Extracted records

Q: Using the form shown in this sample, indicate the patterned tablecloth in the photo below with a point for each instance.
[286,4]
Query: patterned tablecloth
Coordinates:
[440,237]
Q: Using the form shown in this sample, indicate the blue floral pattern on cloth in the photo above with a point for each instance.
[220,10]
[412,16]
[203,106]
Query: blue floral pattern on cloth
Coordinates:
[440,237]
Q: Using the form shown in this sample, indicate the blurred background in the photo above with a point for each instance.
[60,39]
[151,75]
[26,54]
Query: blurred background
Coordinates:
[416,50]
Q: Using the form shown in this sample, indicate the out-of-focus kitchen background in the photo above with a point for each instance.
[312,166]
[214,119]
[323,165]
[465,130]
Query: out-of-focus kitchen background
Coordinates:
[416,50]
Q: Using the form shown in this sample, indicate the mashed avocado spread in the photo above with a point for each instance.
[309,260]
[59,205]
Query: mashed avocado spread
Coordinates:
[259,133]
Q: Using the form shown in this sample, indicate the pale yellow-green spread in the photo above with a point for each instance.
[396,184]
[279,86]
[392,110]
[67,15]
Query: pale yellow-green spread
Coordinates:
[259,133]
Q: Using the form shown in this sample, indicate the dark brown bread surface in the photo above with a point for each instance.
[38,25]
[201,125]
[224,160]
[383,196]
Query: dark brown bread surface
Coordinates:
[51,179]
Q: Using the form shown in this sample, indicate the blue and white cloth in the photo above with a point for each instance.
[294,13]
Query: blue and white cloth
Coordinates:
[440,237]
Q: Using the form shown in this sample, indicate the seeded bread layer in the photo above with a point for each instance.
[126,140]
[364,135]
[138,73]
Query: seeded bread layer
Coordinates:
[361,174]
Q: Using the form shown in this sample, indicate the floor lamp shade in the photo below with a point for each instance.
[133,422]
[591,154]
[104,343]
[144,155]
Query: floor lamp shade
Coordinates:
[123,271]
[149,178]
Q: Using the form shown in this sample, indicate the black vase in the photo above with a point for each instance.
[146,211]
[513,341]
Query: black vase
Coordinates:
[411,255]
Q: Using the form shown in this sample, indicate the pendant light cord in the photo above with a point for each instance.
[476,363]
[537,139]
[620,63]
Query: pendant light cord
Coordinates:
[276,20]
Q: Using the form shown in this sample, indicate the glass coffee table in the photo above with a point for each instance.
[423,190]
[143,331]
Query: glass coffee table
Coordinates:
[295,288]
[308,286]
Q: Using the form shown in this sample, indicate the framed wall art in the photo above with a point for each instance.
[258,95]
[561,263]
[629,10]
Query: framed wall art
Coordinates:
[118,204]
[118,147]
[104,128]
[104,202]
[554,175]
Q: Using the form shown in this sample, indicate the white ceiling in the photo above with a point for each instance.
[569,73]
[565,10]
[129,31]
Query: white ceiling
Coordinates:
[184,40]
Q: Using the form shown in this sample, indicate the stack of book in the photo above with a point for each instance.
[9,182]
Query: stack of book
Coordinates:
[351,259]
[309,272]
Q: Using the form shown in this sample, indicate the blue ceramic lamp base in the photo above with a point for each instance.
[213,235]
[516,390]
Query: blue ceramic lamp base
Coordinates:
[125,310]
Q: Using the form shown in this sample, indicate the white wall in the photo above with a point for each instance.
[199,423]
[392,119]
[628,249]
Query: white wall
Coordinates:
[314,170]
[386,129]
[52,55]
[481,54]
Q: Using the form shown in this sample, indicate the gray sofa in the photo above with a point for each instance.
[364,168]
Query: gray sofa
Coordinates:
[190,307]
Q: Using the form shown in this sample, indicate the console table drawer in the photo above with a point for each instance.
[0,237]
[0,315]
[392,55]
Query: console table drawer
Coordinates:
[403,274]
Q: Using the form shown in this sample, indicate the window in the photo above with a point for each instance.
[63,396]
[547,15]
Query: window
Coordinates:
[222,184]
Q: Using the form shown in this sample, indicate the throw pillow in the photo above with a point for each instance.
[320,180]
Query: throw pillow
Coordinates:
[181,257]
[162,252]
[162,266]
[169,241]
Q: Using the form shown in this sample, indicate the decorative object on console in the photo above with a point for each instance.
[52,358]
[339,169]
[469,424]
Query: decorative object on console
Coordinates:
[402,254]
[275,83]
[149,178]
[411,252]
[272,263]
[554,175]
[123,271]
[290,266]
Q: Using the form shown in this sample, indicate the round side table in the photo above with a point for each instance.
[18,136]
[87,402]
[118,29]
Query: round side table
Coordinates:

Work instructions ->
Please restate the preceding entries word for word.

Output ->
Q: Using the form shown in this sample, indicate the patterned tablecloth in the photo below with a point for each instance.
[286,4]
Query: patterned tablecloth
Coordinates:
[440,237]
Q: Using the form shown in this sample, indicate the blue floral pattern on cloth in the photo above with a point for each instance.
[220,10]
[412,16]
[203,106]
Query: blue floral pattern on cloth
Coordinates:
[440,237]
Q: Using the form shown in this sample, indicate the blurred background in the photo above with a point for each instance.
[60,39]
[151,75]
[26,54]
Query: blurred background
Coordinates:
[416,50]
Q: Using the form shown in this sample, indicate the out-of-focus kitchen background in the photo above with a point for each instance.
[312,166]
[214,119]
[323,165]
[465,130]
Query: out-of-focus kitchen background
Coordinates:
[416,50]
Q: Using the form shown in this sample, indicate the mashed avocado spread in the photo above with a point for each instance.
[309,260]
[59,205]
Query: mashed avocado spread
Coordinates:
[259,133]
Q: Using the form shown in this sample, indicate the pale yellow-green spread in the photo above with a point for each instance.
[396,184]
[279,86]
[392,110]
[67,15]
Query: pale yellow-green spread
Coordinates:
[259,133]
Q: Using the form shown in this sample, indicate the dark brown bread surface in the photo above with a point for each instance.
[38,25]
[201,125]
[224,160]
[383,196]
Query: dark brown bread surface
Coordinates:
[51,179]
Q: Using the form shown in this sample, indicate the blue and white cloth in the photo above with a point for each instance.
[294,13]
Query: blue and white cloth
Coordinates:
[440,237]
Q: Using the form shown in this sample, indicate the seeded bread layer in the photo above with a point for each instance.
[126,140]
[364,135]
[138,73]
Query: seeded bread layer
Coordinates:
[361,174]
Q: Using the form shown in this sample, indicate the floor lamp shade in the photo below with a point for each instance.
[133,422]
[591,154]
[104,343]
[144,155]
Query: floor lamp shade
Coordinates:
[123,271]
[149,178]
Q: Using the form shown in this sample, indicate the black vase in the photo above with a point for each instance.
[146,211]
[513,341]
Query: black vase
Coordinates:
[411,255]
Q: Using the form shown in this sample, indicate the pendant light cord in the photo above with a point for each instance.
[476,363]
[537,139]
[620,63]
Query: pendant light cord
Coordinates:
[276,20]
Q: Using the form shown in this sample, indicate the glass coffee table in the photo above with a point for each instance.
[423,190]
[143,331]
Query: glass coffee table
Coordinates:
[295,288]
[308,286]
Q: Using the form shown in this sample, indicate the framed wall art in the photo above with a point for each instance.
[258,95]
[561,263]
[629,10]
Query: framed wall art
Coordinates:
[118,204]
[118,147]
[104,128]
[104,202]
[554,175]
Q: Using the form shown in this sample, indicate the white ceiling in the photo above with a point for each instance.
[569,73]
[565,10]
[129,31]
Query: white ceiling
Coordinates:
[184,40]
Q: Using the form shown in this sample, indicate the stack of book in the photo above with a point for each instance.
[9,182]
Query: stack of book
Coordinates:
[351,259]
[309,272]
Q: Using the form shown in this sample, indicate the blue ceramic lamp base in the photo above with a point for each instance.
[213,235]
[516,390]
Query: blue ceramic lamp base
Coordinates:
[125,310]
Q: Using the form shown in this sample, indicate the white wall in the photo above with a point for each instance.
[199,423]
[392,119]
[628,249]
Query: white wall
Coordinates:
[314,170]
[386,129]
[52,55]
[481,54]
Q: Using the form shown in this sample, indicate the gray sofa in the photo above with a point for each instance.
[364,168]
Query: gray sofa
Coordinates:
[190,307]
Q: Using the form shown in this sample, indicate the console table drawer in the photo above with a point for each instance.
[0,237]
[0,315]
[392,55]
Query: console table drawer
Coordinates:
[403,274]
Q: Using the form shown in this sample, indicate the window in the photo above with a point for each instance.
[63,396]
[547,15]
Query: window
Coordinates:
[222,184]
Q: Using the form shown in this sample, indicate the throw pillow in the photo above with a point for each instance.
[320,180]
Query: throw pillow
Coordinates:
[181,257]
[162,252]
[162,266]
[169,241]
Q: Using the form shown in this sample, indicate the decorative object on console in the photo above with a point for each instance.
[52,358]
[339,169]
[469,424]
Query: decorative object on console
Coordinates:
[402,254]
[275,83]
[149,178]
[411,252]
[272,263]
[554,175]
[123,271]
[290,266]
Q: Using the form shown in this sample, indicate the round side table in the photo above with a point for each instance.
[18,136]
[87,402]
[118,29]
Query: round side table
Coordinates:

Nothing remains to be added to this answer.